DIRECTIONS —
a – Say whether each statement agrees with the marriage forum thread, and answer yes or no with its deciding words quoted exactly: (i) Unthought Known and the wife once saw a marriage counselor. (ii) Their kids know about the problems. (iii) The wife went to individual counseling after being told she needed it.
b – Continue the marriage forum thread from where it stops.

PAGE EXTRACT —
━━━━━━━━━━━━━━━━

Short of this, I would consider pulling the plug on your marriage. Sound harsh? I don't think so. We only have one life. Why spend it miserable and unfulfilled?

I also think her infidelity issues from years ago have a lot more to do with her sexual problems with you than you realize. Counseling will help uncover those buried issues that were never properly dealt with.


----------



## Unthought Known (Jul 21, 2014)

Plan 9 from OS said:


> Was there ever a time earlier in the marriage where you two had a good to great sex life (or at least much better than you have now) when yeast infections were not an issue?


I would say "good" yes. Not spectacular but I realize that's all relative.

And the YI's didn't really start to get very frequent until the last few years. Maybe 5 yrs or so but it's hard to remember.


----------



## Unthought Known (Jul 21, 2014)

happy as a clam said:


> I remember your earlier threads.
> 
> U.K., at this point I would suggest visiting a marriage counselor and/or a licensed sex therapist. Your wife needs to know in no uncertain terms that she is NOT meeting any of your sexual needs. She needs to learn ways to be creative in the bedroom and really connect with you intimately; not just give you stale handjobs that are unfulfilling. You've already invested 10 years in an unfulfilling, lackluster relationship; you'll be in the same boat in 10 more years if she doesn't agree to this.
> 
> ...


Thank you for your reply.

I know alot of what you said is right and I'm not ignoring that fact but I know my wife would never want to see a sex therapist, etc. We did see a marriage counselor years ago. She absolutely knows she's not meeting my expectations. 

I agree about pulling the plug. I don't take it as harsh. It's the truth. But with kids (who know absolutely nothing of this) it's very difficult. The financial aspects would affect them without a doubt. So, I know it sounds like an excuse but it's a reason.
The infidelity may have something to do with general problems nowadays but we literally started counselling within 2 or 3 days of my discovery. The therapist was surprised at that. I think the therapy helped "us" but I also told her she needed individual counseling at that time. She never did.

━━━━━━━━━━━━━━━━

PROVIDED MATERIAL —

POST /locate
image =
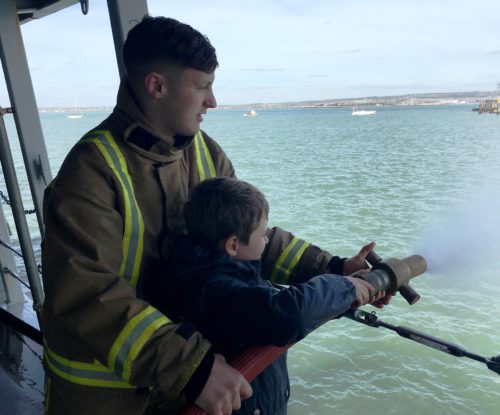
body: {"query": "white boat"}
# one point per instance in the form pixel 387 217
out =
pixel 355 111
pixel 250 113
pixel 77 112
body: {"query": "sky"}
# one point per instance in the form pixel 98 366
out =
pixel 284 50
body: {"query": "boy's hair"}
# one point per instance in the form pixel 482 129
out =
pixel 163 40
pixel 222 207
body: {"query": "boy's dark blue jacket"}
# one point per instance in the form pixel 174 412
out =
pixel 232 306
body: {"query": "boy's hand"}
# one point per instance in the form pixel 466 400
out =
pixel 224 390
pixel 364 291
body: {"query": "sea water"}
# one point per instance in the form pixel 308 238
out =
pixel 417 180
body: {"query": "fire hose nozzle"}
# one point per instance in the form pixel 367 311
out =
pixel 393 274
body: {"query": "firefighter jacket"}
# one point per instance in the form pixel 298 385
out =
pixel 232 306
pixel 119 192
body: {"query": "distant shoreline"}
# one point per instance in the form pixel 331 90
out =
pixel 453 98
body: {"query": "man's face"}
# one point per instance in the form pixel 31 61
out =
pixel 189 95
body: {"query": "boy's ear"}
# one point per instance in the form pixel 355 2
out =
pixel 155 84
pixel 231 245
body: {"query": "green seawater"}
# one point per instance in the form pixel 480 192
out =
pixel 415 180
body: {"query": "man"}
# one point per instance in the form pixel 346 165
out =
pixel 120 191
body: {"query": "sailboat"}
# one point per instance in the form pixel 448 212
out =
pixel 250 113
pixel 77 112
pixel 355 111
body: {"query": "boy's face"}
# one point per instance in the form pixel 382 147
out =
pixel 256 244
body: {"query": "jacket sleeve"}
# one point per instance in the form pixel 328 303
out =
pixel 290 260
pixel 90 311
pixel 264 315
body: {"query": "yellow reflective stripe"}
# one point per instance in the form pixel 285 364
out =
pixel 131 340
pixel 133 232
pixel 288 260
pixel 204 162
pixel 90 374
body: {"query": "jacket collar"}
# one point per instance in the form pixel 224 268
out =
pixel 142 135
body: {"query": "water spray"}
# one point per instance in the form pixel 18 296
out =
pixel 393 275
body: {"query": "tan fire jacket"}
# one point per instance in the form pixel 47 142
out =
pixel 118 194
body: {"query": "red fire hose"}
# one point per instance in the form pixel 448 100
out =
pixel 250 363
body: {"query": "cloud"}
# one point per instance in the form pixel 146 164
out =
pixel 263 70
pixel 350 51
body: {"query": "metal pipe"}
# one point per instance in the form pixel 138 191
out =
pixel 17 207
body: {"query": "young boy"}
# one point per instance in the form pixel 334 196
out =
pixel 214 283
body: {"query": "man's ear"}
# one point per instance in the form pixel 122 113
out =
pixel 231 245
pixel 155 84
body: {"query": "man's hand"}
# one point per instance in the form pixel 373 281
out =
pixel 224 390
pixel 358 262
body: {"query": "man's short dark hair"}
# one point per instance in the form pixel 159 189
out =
pixel 163 40
pixel 222 207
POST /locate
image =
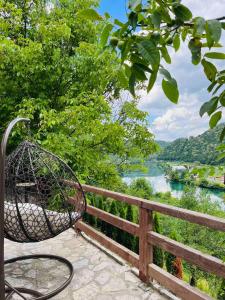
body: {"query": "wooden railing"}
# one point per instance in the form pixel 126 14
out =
pixel 148 238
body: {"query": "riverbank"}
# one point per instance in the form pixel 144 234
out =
pixel 155 175
pixel 204 176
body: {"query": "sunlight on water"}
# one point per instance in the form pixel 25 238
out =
pixel 156 177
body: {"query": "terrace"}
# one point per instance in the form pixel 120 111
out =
pixel 99 276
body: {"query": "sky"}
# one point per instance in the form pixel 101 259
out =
pixel 166 120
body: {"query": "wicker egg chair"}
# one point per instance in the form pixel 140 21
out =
pixel 37 202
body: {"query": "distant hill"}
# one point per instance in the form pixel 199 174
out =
pixel 201 148
pixel 163 144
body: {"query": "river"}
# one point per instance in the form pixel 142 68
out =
pixel 156 177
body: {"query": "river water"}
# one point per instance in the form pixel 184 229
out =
pixel 156 177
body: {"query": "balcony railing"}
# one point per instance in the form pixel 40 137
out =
pixel 148 271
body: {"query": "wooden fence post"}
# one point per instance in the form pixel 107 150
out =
pixel 145 250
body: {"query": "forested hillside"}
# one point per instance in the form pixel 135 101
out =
pixel 163 144
pixel 195 149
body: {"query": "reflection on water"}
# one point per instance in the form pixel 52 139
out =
pixel 156 177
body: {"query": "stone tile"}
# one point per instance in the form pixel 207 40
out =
pixel 96 275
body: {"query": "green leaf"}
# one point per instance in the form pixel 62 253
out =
pixel 176 42
pixel 89 14
pixel 184 34
pixel 132 81
pixel 182 12
pixel 122 78
pixel 118 23
pixel 195 46
pixel 209 106
pixel 165 73
pixel 156 19
pixel 139 72
pixel 213 32
pixel 211 86
pixel 222 98
pixel 105 34
pixel 215 55
pixel 133 19
pixel 209 69
pixel 215 119
pixel 165 55
pixel 199 26
pixel 222 135
pixel 149 52
pixel 152 80
pixel 165 14
pixel 170 90
pixel 133 4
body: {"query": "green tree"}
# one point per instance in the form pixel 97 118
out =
pixel 141 188
pixel 221 293
pixel 158 258
pixel 53 70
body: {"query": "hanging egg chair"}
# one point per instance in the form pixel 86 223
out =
pixel 39 200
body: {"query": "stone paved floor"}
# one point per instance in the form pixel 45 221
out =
pixel 97 275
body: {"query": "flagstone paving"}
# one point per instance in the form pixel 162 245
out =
pixel 97 275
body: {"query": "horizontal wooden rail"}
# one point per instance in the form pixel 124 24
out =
pixel 179 287
pixel 114 220
pixel 204 261
pixel 110 244
pixel 184 214
pixel 148 239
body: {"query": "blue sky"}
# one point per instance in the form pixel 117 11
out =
pixel 166 120
pixel 116 8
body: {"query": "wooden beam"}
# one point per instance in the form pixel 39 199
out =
pixel 175 285
pixel 145 250
pixel 110 244
pixel 205 262
pixel 114 220
pixel 180 213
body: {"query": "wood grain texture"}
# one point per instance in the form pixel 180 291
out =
pixel 180 213
pixel 115 247
pixel 114 220
pixel 145 250
pixel 205 262
pixel 175 285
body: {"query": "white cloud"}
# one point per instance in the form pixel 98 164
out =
pixel 169 121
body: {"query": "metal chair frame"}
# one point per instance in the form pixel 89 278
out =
pixel 6 290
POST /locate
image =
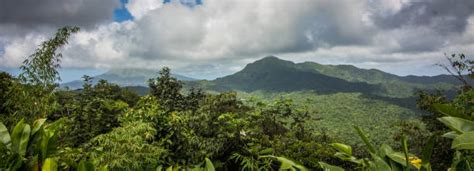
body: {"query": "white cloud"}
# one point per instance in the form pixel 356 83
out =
pixel 220 37
pixel 138 8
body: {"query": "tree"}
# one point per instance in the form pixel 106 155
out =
pixel 32 96
pixel 41 67
pixel 167 90
pixel 459 66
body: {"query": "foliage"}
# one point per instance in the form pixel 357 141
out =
pixel 41 67
pixel 29 148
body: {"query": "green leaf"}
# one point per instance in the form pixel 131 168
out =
pixel 50 164
pixel 16 135
pixel 405 151
pixel 464 141
pixel 380 164
pixel 449 110
pixel 209 165
pixel 343 148
pixel 104 168
pixel 4 135
pixel 451 135
pixel 266 151
pixel 365 139
pixel 23 140
pixel 328 167
pixel 286 164
pixel 458 124
pixel 427 151
pixel 37 125
pixel 85 165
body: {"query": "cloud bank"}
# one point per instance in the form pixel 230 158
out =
pixel 219 37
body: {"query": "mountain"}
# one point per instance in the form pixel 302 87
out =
pixel 276 75
pixel 125 77
pixel 272 74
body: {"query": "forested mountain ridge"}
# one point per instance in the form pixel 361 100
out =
pixel 276 75
pixel 124 77
pixel 271 74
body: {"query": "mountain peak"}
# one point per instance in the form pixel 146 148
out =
pixel 273 60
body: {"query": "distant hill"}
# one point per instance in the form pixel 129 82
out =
pixel 272 74
pixel 276 75
pixel 127 77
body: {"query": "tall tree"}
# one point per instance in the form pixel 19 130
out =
pixel 167 90
pixel 41 68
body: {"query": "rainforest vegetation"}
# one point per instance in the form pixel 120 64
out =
pixel 177 126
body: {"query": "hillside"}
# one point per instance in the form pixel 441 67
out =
pixel 272 74
pixel 125 77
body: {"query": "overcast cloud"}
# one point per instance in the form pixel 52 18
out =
pixel 220 37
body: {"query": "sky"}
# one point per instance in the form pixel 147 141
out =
pixel 213 38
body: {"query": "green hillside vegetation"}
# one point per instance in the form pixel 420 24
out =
pixel 271 127
pixel 335 114
pixel 125 77
pixel 275 75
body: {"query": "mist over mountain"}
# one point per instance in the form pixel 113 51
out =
pixel 125 77
pixel 271 74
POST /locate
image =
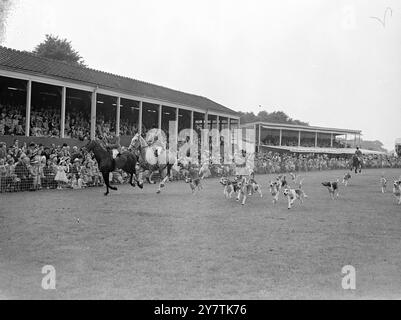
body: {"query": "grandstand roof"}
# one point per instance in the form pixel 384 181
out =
pixel 28 63
pixel 301 127
pixel 323 150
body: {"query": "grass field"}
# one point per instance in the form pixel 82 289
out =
pixel 135 244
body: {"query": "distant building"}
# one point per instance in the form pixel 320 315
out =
pixel 398 147
pixel 305 139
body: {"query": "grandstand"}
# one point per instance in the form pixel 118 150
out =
pixel 398 147
pixel 304 139
pixel 43 99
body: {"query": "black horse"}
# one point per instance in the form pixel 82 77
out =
pixel 126 161
pixel 356 163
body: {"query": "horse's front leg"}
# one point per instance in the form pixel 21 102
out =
pixel 107 182
pixel 130 180
pixel 162 182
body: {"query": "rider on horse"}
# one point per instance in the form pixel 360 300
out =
pixel 110 142
pixel 358 153
pixel 154 140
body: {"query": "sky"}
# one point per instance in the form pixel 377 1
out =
pixel 332 63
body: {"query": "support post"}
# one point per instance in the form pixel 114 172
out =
pixel 93 114
pixel 140 117
pixel 118 112
pixel 191 137
pixel 281 137
pixel 28 108
pixel 316 139
pixel 160 117
pixel 62 116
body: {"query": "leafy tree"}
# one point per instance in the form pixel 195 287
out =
pixel 59 49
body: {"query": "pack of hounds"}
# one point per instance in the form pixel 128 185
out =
pixel 245 186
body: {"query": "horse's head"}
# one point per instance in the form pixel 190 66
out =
pixel 137 141
pixel 90 145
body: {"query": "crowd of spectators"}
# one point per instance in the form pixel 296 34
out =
pixel 33 167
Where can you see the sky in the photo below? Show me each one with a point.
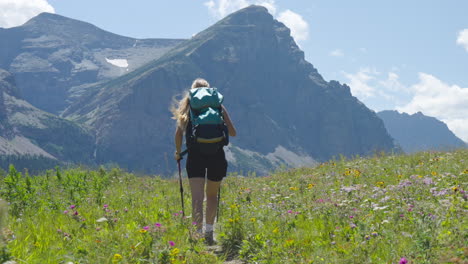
(400, 55)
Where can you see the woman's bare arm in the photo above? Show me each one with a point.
(178, 141)
(227, 120)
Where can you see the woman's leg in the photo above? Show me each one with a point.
(197, 186)
(212, 189)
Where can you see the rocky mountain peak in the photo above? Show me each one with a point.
(252, 15)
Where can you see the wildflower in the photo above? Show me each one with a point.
(289, 242)
(175, 252)
(117, 258)
(102, 219)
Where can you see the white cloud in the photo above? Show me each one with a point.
(16, 12)
(463, 38)
(297, 24)
(448, 103)
(337, 53)
(299, 27)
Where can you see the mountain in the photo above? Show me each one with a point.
(283, 108)
(418, 132)
(55, 59)
(32, 138)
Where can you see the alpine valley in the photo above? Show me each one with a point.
(108, 96)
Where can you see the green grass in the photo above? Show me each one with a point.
(367, 210)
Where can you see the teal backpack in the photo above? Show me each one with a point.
(206, 130)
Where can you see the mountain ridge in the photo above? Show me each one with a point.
(55, 59)
(418, 132)
(257, 65)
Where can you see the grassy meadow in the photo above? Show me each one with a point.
(381, 209)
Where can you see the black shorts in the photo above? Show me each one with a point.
(214, 167)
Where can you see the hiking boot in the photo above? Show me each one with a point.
(209, 238)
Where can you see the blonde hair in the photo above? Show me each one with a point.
(180, 109)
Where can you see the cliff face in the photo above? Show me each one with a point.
(276, 99)
(418, 132)
(55, 59)
(27, 132)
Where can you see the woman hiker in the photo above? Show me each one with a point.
(203, 170)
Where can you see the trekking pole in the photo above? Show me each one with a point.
(180, 181)
(181, 187)
(217, 208)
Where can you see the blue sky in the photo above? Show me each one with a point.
(405, 55)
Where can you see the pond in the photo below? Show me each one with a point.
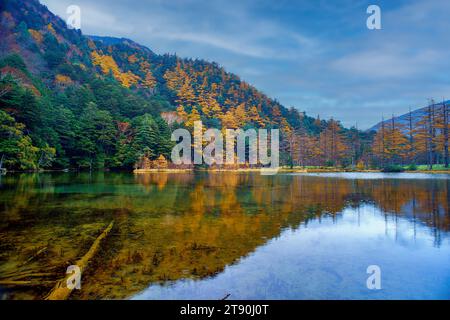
(210, 235)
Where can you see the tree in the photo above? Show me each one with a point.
(16, 148)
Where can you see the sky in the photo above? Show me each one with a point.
(317, 56)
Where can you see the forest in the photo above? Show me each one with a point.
(70, 101)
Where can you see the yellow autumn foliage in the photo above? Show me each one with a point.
(36, 35)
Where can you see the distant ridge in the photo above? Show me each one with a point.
(404, 119)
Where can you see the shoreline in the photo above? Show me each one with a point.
(281, 170)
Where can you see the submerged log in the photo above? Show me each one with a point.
(60, 291)
(25, 283)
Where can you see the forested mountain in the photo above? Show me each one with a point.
(68, 100)
(420, 136)
(73, 101)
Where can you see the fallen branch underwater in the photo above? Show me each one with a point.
(60, 291)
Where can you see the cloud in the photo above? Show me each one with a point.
(315, 55)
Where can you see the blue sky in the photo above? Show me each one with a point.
(317, 56)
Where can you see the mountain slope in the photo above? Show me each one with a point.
(403, 120)
(88, 101)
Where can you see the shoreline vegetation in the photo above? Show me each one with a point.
(403, 169)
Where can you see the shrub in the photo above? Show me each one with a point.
(393, 168)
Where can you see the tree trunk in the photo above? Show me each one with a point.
(444, 106)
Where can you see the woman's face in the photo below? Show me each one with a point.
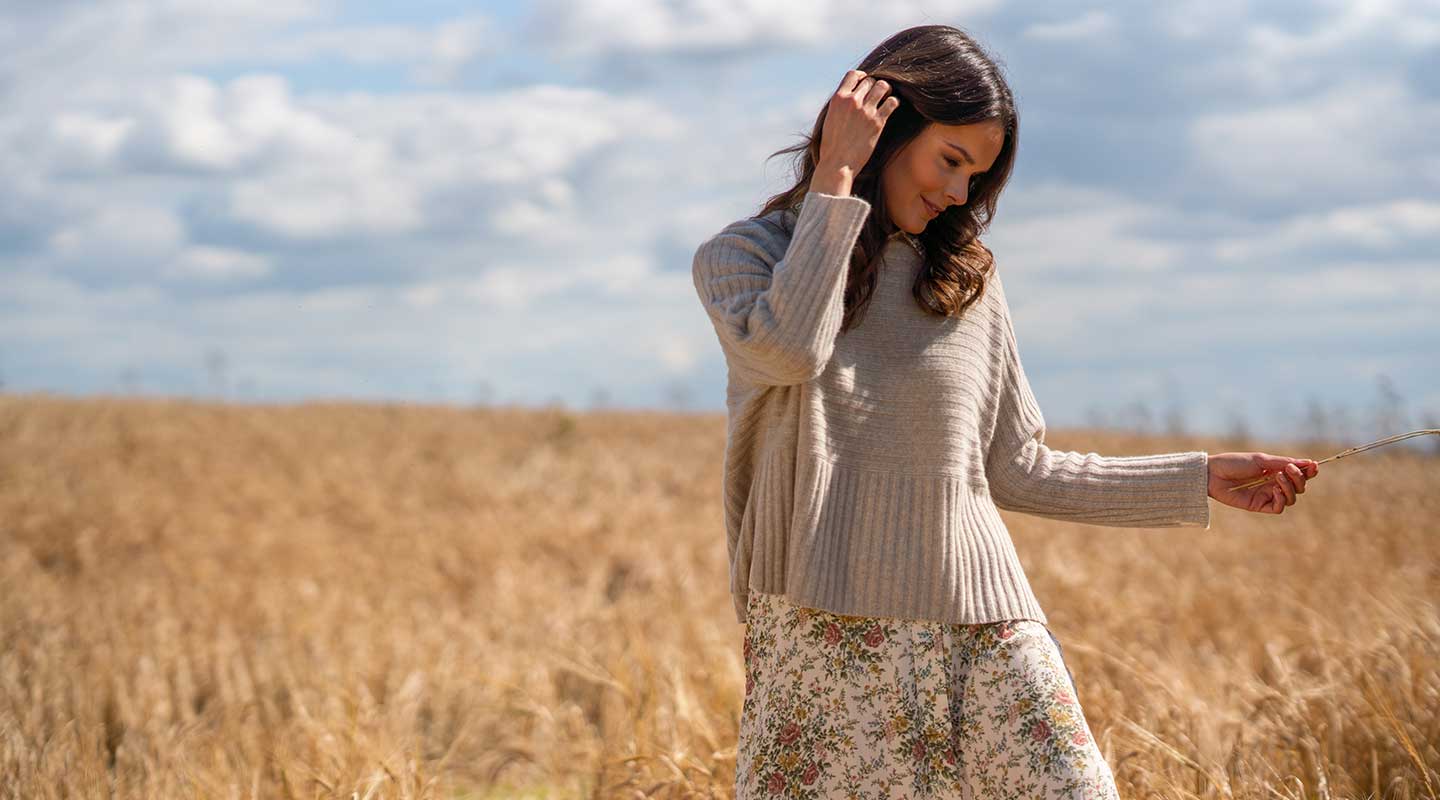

━━━━━━━━━━━━━━━━

TASK ANSWERS —
a –
(i) Yes: "We did see a marriage counselor years ago."
(ii) No: "But with kids (who know absolutely nothing of this) it's very difficult."
(iii) No: "I also told her she needed individual counseling at that time. She never did."

b –
Who knows, I might suggest it one day. Just not sure regular therapy can help any more and I know her well enough that she wouldn't feel comfortable talking about sexual issues with a therapist.


----------



## WorkingOnMe (Mar 17, 2012)

Which one of you cheated?


----------



## Almostrecovered (Jul 14, 2011)

WorkingOnMe said:


> Which one of you cheated?



he said he discovered it so I am assuming his wife did


----------



## WorkingOnMe (Mar 17, 2012)

Almostrecovered said:


> he said he discovered it so I am assuming his wife did




He said "we literally started counselling within 2 or 3 days of my discovery". "my discovery" could mean he discovered it, or it could mean that he was discovered. I guess I was just confused. All I know is, I wouldn't have any patience or tolerance for sexlessness if I was with a woman who cheated on me. One or the other I might find a way through, but not both.


----------



## Unthought Known (Jul 21, 2014)

WorkingOnMe said:


> He said "we literally started counselling within 2 or 3 days of my discovery". "my discovery" could mean he discovered it, or it could mean that he was discovered. I guess I was just confused. All I know is, I wouldn't have any patience or tolerance for sexlessness if I was with a woman who cheated on me. One or the other I might find a way through, but not both.


She did. Almost 5 yrs ago. 

I ask myself that alot among other things. I stayed 99% because of the kids. Sad but true.

I mean, if I had an affair on my wife and she agreed to repair the relationship I would bend over backwards for her daily. Of course that's easier said than done. And it's even easier to say when it's not reality.

Don't get me wrong, she doesn't treat me bad. We really don't argue alot. Just normal disagreements here and there.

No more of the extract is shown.